* START Given passage *

Sunday, 26 May 2013


Not THOSE pigs!....

THESE pigs.....

The Lay's Pigs.  It seems that, in 1969, to tie in with the actual Lunar Landing, the Lay's company put out a few of these as a promotion.  How many were actually distributed, I don't know.  But I could only find one for sale and GEEEEEZ LEEEEWWWWWEEEEEZZZZZ at the asking price on that baby!

I got my little mitts on this one as a kid.  One of the local high schools always had a barbeque supper to support it's booster club.  My entry ticket won me this beauty at the tender age of about 8.  I knew it was old then...and that's what I loved about it!

It's a super cool game!  The instructions read as follows:

THE OBJECT OF THE GAME is to be the first player to make a Lunar Landing on the moon.  A Lay's Three Little Pigs Astronaut Team mans each spacecraft in the race to the moon.  Up to four craft may enter the race at one time.

1.  Each player should choose his spacecraft.  [I was always red!]


2.  Shuffle the stack of 32 cards [would you  believe they're all still there??]
3.  Decide who shall play first by spinning the Space Dial.  The player who spins the highest number of "Move Forward" spaces plays first.

4.  The space race begins at the Blast Off area on the Lunar Landing Board.


1.  A player spins the Space Dial and does whatever it instructs him to do.  This will be one of three things:
     a.  Move Forward a certain number of spaces OR
     b.  Move Back a certain number of spaces OR
     c.  Draw a Card
 (IMPORTANT:  From BLAST OFF through JETTISON STAGE 3, a player accepts only FORWARD spins because the space craft has to go fast to free itself from the pull of the Earth's gravity.  [see what they did there?  A little bit of rocket science thrown right atcha!]  The player is to ignore orders to MOVE BACK and number of spaces or to DRAW A CARD until JETTISON STAGE 3 is completed.)

* END Given passage *

Aim of the exercise: Reproduce the whole post about the Lay's pigs game word for word. The data after this post has nothing to do with it.

* START Rows *

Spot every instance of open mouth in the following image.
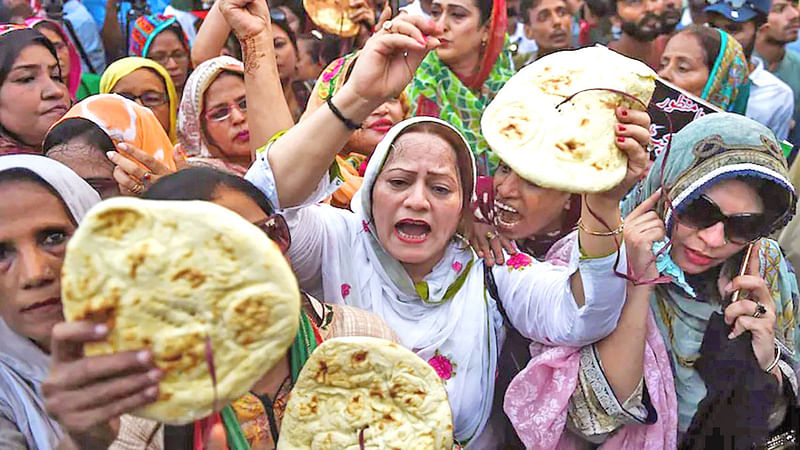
[394,219,431,244]
[494,200,522,229]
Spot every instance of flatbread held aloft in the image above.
[61,197,300,425]
[278,337,453,450]
[481,46,656,193]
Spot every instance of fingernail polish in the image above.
[136,350,150,364]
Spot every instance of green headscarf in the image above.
[622,113,800,432]
[701,29,750,114]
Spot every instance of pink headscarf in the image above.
[25,17,81,100]
[503,241,678,450]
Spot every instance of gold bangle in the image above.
[578,218,625,237]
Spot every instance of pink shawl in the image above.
[503,311,678,450]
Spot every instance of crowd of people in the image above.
[0,0,800,450]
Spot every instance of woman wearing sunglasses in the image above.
[178,56,250,175]
[40,168,398,449]
[100,56,178,143]
[505,113,800,449]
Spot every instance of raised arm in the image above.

* END Rows *

Answer to the task:
Sunday, 26 May 2013


Not THOSE pigs!....

THESE pigs.....

The Lay's Pigs.  It seems that, in 1969, to tie in with the actual Lunar Landing, the Lay's company put out a few of these as a promotion.  How many were actually distributed, I don't know.  But I could only find one for sale and GEEEEEZ LEEEEWWWWWEEEEEZZZZZ at the asking price on that baby!

I got my little mitts on this one as a kid.  One of the local high schools always had a barbeque supper to support it's booster club.  My entry ticket won me this beauty at the tender age of about 8.  I knew it was old then...and that's what I loved about it!

It's a super cool game!  The instructions read as follows:

THE OBJECT OF THE GAME is to be the first player to make a Lunar Landing on the moon.  A Lay's Three Little Pigs Astronaut Team mans each spacecraft in the race to the moon.  Up to four craft may enter the race at one time.

1.  Each player should choose his spacecraft.  [I was always red!]


2.  Shuffle the stack of 32 cards [would you  believe they're all still there??]
3.  Decide who shall play first by spinning the Space Dial.  The player who spins the highest number of "Move Forward" spaces plays first.

4.  The space race begins at the Blast Off area on the Lunar Landing Board.


1.  A player spins the Space Dial and does whatever it instructs him to do.  This will be one of three things:
     a.  Move Forward a certain number of spaces OR
     b.  Move Back a certain number of spaces OR
     c.  Draw a Card
 (IMPORTANT:  From BLAST OFF through JETTISON STAGE 3, a player accepts only FORWARD spins because the space craft has to go fast to free itself from the pull of the Earth's gravity.  [see what they did there?  A little bit of rocket science thrown right atcha!]  The player is to ignore orders to MOVE BACK and number of spaces or to DRAW A CARD until JETTISON STAGE 3 is completed.)